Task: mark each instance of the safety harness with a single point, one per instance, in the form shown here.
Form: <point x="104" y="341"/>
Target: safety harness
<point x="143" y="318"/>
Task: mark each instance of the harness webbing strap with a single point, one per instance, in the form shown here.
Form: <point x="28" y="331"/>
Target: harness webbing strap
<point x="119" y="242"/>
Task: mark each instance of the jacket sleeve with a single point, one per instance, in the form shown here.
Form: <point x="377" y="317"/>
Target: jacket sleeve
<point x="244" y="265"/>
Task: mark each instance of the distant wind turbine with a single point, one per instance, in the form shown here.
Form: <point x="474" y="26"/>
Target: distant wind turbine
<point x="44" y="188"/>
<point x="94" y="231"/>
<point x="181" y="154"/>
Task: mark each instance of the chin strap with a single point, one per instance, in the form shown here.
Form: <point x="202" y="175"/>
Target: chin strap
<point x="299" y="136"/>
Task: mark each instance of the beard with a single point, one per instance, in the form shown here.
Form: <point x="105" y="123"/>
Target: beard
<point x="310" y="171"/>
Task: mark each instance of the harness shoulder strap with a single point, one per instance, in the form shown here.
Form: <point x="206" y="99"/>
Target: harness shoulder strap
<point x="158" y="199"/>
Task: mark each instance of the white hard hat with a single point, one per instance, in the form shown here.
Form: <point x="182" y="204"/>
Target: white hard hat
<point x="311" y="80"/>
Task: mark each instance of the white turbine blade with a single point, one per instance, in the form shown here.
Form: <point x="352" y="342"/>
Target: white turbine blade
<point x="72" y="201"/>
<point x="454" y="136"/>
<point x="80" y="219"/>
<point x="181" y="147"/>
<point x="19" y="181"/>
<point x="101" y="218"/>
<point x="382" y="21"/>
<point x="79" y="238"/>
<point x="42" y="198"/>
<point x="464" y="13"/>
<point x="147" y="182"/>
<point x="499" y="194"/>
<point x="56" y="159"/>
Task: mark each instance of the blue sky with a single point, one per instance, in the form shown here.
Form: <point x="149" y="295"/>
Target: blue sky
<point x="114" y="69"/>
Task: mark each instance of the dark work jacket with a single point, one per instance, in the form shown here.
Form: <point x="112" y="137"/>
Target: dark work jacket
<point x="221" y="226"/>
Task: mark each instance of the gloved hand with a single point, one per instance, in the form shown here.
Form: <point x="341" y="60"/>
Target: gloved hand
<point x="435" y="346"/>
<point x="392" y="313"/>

....................

* [GIVEN EXERCISE] The whole listing above needs to be written out again exactly.

* [COMPLETED EXERCISE]
Task: mark each instance of the safety harness with a single point, one per instance, in the form shown here.
Form: <point x="104" y="341"/>
Target: safety harness
<point x="143" y="318"/>
Task: mark each instance of the harness webbing strap with a single point, one per instance, in the form shown here.
Form: <point x="28" y="331"/>
Target: harness webbing strap
<point x="119" y="242"/>
Task: mark each instance of the jacket sleeve with a single point, one per instance, in the form shown here.
Form: <point x="377" y="317"/>
Target: jacket sleeve
<point x="244" y="265"/>
Task: mark each instance of the distant wind turbine with a single point, one per instance, in the form shown here.
Form: <point x="474" y="26"/>
Target: distant wind turbine
<point x="44" y="188"/>
<point x="94" y="231"/>
<point x="181" y="154"/>
Task: mark each instance of the chin strap with a single point, one per instance, in the form shown here.
Form: <point x="202" y="175"/>
Target: chin strap
<point x="299" y="136"/>
Task: mark each instance of the beard with a single point, one per instance, in the form shown here.
Form: <point x="105" y="123"/>
Target: beard
<point x="310" y="171"/>
Task: mark each instance of the harness shoulder strap with a single point, one per instance, in the form shown here.
Form: <point x="206" y="99"/>
Target: harness shoulder strap
<point x="158" y="199"/>
Task: mark each instance of the white hard hat with a single point, one per instance, in the form shown here.
Form: <point x="182" y="204"/>
Target: white hard hat
<point x="311" y="80"/>
Task: mark each instance of the white turbine blade with a single point, one per instance, in the form shown here.
Form: <point x="352" y="342"/>
Target: white turbine blade
<point x="72" y="201"/>
<point x="454" y="136"/>
<point x="80" y="219"/>
<point x="181" y="147"/>
<point x="19" y="181"/>
<point x="101" y="218"/>
<point x="382" y="21"/>
<point x="79" y="238"/>
<point x="42" y="198"/>
<point x="464" y="13"/>
<point x="147" y="182"/>
<point x="499" y="194"/>
<point x="56" y="159"/>
Task: mark each instance of the blue sky with a single point, one per instance, in the form shown here.
Form: <point x="149" y="295"/>
Target: blue sky
<point x="114" y="69"/>
Task: mark each instance of the dark work jacket with a single point, one per instance, in the form shown here.
Form: <point x="112" y="137"/>
Target: dark work jacket
<point x="221" y="226"/>
Task: mark each instance of the gloved hand with a single point, one per instance, in the form shown here.
Form: <point x="341" y="60"/>
Target: gloved hand
<point x="435" y="346"/>
<point x="392" y="313"/>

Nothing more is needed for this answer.